● Выдержки из данных:
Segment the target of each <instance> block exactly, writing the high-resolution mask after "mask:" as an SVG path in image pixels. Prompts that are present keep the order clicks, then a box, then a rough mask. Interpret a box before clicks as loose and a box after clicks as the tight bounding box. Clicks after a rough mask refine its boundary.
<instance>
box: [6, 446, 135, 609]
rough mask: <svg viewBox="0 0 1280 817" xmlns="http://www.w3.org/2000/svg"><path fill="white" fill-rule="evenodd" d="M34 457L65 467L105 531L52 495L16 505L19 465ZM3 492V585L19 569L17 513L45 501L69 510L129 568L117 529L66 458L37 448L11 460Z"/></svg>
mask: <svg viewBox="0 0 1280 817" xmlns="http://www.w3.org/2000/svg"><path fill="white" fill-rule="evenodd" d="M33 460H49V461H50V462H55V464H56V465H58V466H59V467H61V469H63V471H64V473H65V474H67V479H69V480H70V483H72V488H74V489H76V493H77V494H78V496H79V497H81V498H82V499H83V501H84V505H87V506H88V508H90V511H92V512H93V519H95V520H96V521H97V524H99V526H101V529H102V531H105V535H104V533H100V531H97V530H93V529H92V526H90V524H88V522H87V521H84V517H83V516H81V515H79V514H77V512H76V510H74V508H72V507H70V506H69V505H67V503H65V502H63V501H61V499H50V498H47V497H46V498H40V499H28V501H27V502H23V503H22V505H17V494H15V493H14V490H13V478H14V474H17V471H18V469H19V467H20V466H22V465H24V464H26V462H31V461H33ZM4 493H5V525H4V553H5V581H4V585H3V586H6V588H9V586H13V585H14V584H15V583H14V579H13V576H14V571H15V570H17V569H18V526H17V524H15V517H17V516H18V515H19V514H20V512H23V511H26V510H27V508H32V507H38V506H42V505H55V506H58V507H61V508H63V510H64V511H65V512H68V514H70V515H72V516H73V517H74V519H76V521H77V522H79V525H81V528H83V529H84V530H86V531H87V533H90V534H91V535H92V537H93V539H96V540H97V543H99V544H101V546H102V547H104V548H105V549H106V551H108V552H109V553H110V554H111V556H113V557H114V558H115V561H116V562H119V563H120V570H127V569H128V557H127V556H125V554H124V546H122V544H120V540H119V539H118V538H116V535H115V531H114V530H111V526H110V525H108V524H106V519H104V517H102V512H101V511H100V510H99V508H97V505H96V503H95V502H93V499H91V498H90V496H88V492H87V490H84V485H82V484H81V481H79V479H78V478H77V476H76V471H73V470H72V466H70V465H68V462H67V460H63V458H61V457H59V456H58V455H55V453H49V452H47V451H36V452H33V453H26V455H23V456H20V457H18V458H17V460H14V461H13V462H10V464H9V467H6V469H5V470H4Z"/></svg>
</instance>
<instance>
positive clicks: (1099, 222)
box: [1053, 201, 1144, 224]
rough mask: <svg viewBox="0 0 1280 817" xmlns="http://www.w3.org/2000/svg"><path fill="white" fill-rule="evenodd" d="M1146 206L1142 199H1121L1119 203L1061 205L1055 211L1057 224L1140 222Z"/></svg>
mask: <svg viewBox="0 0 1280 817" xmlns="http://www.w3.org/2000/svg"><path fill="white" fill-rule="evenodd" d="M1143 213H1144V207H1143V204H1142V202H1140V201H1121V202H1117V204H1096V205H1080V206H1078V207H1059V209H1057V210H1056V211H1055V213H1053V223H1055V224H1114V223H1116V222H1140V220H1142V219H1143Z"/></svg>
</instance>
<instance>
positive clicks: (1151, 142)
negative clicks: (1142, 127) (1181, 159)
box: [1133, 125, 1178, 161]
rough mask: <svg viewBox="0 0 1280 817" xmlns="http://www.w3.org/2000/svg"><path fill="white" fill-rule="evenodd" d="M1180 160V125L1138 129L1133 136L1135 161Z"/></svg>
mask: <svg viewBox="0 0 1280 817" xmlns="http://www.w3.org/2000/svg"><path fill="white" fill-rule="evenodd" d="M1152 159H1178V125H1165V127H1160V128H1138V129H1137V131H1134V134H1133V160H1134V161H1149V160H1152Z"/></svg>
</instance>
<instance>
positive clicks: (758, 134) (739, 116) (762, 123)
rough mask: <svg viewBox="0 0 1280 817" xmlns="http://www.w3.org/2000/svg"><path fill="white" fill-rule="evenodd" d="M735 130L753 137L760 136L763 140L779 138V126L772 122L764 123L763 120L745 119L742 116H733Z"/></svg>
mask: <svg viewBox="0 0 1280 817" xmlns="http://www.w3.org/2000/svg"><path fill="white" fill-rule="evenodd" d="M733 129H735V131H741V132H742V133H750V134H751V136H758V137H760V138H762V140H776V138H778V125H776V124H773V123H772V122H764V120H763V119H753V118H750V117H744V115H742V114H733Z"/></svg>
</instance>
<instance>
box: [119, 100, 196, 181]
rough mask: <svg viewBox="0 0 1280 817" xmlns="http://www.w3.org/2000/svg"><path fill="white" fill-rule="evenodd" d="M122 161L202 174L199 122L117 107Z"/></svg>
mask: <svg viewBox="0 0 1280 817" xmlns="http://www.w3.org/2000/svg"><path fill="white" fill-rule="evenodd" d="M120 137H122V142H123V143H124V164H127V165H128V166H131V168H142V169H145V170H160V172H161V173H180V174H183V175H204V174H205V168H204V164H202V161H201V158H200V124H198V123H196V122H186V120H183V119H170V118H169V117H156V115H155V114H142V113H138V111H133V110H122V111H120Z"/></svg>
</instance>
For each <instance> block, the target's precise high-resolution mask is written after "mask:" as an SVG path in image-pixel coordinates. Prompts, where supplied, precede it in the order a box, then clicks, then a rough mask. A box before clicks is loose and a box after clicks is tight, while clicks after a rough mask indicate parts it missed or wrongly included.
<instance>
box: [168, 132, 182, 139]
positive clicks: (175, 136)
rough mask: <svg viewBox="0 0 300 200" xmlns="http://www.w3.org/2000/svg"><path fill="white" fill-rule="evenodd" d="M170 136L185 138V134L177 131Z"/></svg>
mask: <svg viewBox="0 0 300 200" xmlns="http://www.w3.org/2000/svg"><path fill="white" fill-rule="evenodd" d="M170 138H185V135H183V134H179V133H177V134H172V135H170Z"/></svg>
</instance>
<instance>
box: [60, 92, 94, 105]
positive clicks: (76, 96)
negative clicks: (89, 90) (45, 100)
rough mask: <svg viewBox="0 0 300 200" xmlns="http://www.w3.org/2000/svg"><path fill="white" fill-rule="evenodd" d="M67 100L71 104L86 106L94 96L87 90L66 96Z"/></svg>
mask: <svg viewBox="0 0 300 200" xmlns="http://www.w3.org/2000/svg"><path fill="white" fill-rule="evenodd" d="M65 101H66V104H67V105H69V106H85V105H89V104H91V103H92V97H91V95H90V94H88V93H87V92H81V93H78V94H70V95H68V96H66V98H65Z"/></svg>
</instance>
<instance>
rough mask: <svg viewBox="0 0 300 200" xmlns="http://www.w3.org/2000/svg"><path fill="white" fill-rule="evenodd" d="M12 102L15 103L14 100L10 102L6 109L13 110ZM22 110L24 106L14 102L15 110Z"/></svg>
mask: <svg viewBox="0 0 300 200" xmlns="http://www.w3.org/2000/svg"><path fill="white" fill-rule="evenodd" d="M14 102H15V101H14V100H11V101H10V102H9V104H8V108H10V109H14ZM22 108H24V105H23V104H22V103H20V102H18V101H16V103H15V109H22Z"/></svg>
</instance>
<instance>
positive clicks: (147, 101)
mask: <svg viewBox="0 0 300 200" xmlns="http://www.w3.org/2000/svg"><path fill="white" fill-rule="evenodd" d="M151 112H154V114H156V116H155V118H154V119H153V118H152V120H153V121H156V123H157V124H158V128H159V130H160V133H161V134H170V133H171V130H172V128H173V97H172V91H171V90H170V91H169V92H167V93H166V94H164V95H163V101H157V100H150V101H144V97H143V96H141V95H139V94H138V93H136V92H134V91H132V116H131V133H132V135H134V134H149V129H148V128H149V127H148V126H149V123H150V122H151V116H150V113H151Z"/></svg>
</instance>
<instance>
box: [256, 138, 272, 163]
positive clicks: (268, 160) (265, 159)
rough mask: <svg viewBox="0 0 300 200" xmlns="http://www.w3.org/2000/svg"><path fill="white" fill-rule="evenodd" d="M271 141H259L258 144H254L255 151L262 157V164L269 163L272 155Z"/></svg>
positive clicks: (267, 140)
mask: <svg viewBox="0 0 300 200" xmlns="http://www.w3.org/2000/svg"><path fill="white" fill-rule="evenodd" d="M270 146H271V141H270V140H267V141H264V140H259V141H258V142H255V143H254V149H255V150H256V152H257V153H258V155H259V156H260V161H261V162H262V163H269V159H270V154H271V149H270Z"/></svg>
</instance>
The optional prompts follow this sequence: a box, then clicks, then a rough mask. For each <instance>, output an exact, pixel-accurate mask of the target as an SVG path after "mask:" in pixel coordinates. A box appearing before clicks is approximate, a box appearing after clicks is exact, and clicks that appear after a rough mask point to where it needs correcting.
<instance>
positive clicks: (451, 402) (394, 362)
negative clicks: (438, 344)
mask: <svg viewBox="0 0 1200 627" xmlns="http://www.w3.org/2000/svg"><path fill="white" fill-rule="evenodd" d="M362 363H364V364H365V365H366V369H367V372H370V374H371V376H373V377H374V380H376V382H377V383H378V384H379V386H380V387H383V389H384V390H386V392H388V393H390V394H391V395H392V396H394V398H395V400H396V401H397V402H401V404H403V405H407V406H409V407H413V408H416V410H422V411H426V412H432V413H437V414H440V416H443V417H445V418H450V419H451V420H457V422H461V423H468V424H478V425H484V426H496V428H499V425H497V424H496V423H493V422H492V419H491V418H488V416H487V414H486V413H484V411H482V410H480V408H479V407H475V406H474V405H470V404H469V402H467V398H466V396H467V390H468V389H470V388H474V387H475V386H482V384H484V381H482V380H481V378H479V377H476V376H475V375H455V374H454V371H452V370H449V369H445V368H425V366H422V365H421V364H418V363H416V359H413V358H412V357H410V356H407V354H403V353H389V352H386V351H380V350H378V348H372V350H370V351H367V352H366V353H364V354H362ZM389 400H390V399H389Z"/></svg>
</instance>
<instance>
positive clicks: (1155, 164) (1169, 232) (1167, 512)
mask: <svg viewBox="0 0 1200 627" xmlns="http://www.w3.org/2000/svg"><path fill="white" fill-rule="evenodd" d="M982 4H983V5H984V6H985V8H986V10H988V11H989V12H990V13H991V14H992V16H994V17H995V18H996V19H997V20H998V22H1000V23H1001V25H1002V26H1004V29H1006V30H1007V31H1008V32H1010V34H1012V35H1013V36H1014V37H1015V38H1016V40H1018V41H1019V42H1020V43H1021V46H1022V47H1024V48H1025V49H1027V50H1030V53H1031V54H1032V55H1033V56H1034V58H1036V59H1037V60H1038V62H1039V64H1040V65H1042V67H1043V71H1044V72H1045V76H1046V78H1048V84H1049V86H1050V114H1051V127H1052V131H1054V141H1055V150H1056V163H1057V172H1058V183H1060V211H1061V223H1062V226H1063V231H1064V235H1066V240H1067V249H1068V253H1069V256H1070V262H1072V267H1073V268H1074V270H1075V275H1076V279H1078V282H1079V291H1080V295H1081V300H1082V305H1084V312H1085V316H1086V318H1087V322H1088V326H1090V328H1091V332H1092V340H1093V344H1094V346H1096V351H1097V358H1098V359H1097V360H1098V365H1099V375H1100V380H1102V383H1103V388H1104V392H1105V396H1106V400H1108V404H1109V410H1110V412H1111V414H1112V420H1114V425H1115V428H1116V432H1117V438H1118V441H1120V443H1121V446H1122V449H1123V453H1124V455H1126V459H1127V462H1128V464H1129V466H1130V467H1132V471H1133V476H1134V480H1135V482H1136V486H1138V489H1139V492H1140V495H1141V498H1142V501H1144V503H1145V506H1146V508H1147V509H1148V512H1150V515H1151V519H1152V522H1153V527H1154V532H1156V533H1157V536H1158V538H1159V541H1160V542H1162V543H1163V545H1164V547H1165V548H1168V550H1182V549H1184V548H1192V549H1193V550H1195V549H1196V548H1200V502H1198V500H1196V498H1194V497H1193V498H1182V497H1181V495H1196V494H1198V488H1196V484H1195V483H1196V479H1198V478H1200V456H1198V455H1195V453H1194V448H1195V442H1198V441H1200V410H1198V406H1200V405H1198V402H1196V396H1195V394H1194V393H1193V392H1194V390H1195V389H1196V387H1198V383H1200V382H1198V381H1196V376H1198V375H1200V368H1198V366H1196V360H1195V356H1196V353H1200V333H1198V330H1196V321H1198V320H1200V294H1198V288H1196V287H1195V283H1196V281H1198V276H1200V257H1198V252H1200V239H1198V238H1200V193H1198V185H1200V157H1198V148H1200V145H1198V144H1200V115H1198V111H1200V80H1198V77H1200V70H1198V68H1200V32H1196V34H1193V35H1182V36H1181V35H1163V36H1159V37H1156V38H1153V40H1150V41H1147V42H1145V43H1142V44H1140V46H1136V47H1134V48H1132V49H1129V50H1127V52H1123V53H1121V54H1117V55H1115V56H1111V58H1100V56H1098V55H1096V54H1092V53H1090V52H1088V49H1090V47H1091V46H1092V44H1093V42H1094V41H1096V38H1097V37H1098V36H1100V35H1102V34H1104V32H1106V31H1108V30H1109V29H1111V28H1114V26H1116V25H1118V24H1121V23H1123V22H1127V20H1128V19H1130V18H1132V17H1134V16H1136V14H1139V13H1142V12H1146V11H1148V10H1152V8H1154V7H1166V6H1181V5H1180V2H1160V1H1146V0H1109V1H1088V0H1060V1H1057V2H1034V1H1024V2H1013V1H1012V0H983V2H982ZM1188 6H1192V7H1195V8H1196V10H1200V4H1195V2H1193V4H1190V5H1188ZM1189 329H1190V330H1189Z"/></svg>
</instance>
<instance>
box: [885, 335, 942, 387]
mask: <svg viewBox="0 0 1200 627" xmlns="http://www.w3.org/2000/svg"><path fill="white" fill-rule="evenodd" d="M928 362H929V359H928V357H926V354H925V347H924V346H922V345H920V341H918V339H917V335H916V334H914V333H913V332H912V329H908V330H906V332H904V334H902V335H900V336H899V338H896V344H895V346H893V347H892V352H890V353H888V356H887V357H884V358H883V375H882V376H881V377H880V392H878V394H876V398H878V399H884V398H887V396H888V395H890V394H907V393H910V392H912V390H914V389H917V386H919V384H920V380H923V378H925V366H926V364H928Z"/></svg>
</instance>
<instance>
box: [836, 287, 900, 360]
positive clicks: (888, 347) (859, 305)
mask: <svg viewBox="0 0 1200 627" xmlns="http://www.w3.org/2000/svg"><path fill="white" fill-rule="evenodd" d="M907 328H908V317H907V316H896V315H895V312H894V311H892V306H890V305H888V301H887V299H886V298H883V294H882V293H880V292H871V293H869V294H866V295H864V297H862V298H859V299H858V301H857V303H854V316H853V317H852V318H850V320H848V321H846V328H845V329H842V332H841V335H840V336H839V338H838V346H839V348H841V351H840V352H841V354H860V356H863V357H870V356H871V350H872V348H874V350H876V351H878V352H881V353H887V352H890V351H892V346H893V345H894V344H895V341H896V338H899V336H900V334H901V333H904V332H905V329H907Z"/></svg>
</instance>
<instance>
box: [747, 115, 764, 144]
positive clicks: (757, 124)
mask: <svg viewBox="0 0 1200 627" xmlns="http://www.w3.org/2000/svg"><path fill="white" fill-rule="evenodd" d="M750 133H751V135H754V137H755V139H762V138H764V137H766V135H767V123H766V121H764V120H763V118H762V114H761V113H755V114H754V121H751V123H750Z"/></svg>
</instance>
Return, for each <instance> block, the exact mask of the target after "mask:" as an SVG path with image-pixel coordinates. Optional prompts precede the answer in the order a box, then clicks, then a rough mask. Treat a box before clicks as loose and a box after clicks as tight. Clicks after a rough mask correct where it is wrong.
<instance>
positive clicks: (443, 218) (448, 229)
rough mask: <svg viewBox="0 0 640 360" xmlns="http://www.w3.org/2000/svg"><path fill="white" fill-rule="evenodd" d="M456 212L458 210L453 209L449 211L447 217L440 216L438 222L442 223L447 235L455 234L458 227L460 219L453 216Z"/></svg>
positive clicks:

● Описание задания:
Перепишите материал с самого начала до строки, где стоит "457L65 467L105 531L52", включая ее, и замените "rough mask" на "coarse mask". Все остальное оставьте как есть.

● Поле ответа:
Segment the target of each <instance> block exactly, writing the high-resolution mask after "mask:" as an SVG path in image pixels. Prompts that are present keep the order clicks, then a box, then a coarse mask. Interpret a box before clicks as loose and a box after clicks as the tight bounding box. Clicks after a coarse mask refine its boundary.
<instance>
box: [6, 446, 135, 609]
coarse mask: <svg viewBox="0 0 1280 817" xmlns="http://www.w3.org/2000/svg"><path fill="white" fill-rule="evenodd" d="M34 457L65 467L105 531L52 495L16 505L19 465ZM3 492V585L19 569L17 513L45 501L69 510L129 568L117 529L66 458L37 448L11 460Z"/></svg>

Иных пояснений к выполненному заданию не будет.